Rows from a pointing dataset
•••••

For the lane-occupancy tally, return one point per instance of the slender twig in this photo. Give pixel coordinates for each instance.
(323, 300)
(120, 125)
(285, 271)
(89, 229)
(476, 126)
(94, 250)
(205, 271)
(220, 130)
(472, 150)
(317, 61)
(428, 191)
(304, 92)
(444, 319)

•••••

GOAL:
Rewrite all of the records above as a numbered list, leaving out any blank lines.

RESULT OF THIS TASK:
1. For the lane-occupancy tally, return one point per instance of the slender twig in this photo. Give pixel coordinates for each instance.
2. (323, 300)
3. (120, 125)
4. (285, 271)
5. (89, 229)
6. (476, 126)
7. (94, 250)
8. (205, 271)
9. (220, 130)
10. (472, 150)
11. (317, 61)
12. (428, 191)
13. (304, 92)
14. (444, 319)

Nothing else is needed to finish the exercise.